• _DO THIS_
Print all of the data exactly.

• _MATERIAL FOR THIS TASK_
◆ ◆ ◆
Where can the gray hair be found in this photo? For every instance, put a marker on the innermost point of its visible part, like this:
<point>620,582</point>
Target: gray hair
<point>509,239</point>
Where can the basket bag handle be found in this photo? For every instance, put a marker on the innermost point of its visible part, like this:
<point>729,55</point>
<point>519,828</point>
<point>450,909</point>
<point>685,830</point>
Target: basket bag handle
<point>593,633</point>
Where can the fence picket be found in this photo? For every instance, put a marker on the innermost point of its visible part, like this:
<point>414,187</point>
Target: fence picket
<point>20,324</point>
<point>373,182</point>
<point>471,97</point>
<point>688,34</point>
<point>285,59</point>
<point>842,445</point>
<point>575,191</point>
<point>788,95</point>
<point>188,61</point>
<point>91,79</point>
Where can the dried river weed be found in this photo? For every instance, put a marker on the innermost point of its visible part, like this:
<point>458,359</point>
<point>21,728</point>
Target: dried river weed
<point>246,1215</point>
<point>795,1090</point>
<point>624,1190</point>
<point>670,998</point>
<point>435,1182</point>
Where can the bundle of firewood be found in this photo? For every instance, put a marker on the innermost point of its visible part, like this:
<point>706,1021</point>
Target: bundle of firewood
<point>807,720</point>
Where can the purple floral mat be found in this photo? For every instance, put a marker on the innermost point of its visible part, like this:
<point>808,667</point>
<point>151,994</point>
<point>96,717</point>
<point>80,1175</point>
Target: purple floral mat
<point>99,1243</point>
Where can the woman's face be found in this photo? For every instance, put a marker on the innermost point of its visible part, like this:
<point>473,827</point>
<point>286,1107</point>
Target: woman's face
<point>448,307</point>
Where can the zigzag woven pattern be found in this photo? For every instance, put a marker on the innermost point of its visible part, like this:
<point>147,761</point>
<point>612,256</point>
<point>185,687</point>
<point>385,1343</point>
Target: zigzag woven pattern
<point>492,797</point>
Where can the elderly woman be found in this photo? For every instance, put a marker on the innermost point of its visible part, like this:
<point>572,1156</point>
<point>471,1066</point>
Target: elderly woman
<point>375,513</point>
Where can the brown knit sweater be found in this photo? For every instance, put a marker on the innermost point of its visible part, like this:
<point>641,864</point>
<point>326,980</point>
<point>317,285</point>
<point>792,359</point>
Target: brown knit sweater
◆ ◆ ◆
• _SOLUTION FOR THIS EXERCISE_
Where can the gray hair be found in this photo? For every instance, put a marker on the innermost point of its visible part, like this:
<point>620,582</point>
Target: gray hair
<point>509,239</point>
Where can the basket bag handle be found in this photo? For every instance, put a marker on the innermost point of its visible part, like this:
<point>729,55</point>
<point>519,828</point>
<point>450,909</point>
<point>685,830</point>
Target: basket bag handle
<point>593,633</point>
Where can the fence picket be found in this photo? For every instance, put a marker on the innermost point of its visible part, like this:
<point>414,187</point>
Target: fence picket
<point>20,324</point>
<point>373,182</point>
<point>471,97</point>
<point>688,34</point>
<point>285,59</point>
<point>842,445</point>
<point>575,191</point>
<point>788,95</point>
<point>188,61</point>
<point>91,79</point>
Where can the dried river weed be found in this photo? For every instance, put a marker on the innermost point of its visible part, like this:
<point>458,359</point>
<point>21,728</point>
Target: dried river weed
<point>246,1215</point>
<point>795,1090</point>
<point>624,1190</point>
<point>670,998</point>
<point>435,1182</point>
Where can the bundle of firewood be found in this photo? For every instance, put a marker on the innermost point of its visible part, like this:
<point>706,1021</point>
Target: bundle of firewood
<point>807,720</point>
Where can the purple floral mat be found in this photo? For every instance, put a marker on the innermost point of its visible part, like this:
<point>808,667</point>
<point>151,994</point>
<point>96,717</point>
<point>80,1175</point>
Target: purple floral mat
<point>99,1243</point>
Where can the woman's face be found in this photo? For every instance, put a marker on the innermost point of its visible part, like this:
<point>473,827</point>
<point>286,1107</point>
Target: woman's face
<point>448,307</point>
Where can the zigzag woven pattern be found in this photo? For every instance, put a marker on the innermost point of its visible part, like this:
<point>147,761</point>
<point>612,256</point>
<point>185,687</point>
<point>385,1343</point>
Target: zigzag woven pattern
<point>492,797</point>
Where can the elderly woman be found in this photo? For every instance, put a marker on the innermost point of its visible part, like this:
<point>572,1156</point>
<point>471,1066</point>
Target: elderly woman
<point>375,513</point>
Where can the brown knit sweater be found in this photo? For every instance, put a marker on the innermost point of its visible part, like this:
<point>641,864</point>
<point>326,980</point>
<point>317,285</point>
<point>792,359</point>
Target: brown knit sweater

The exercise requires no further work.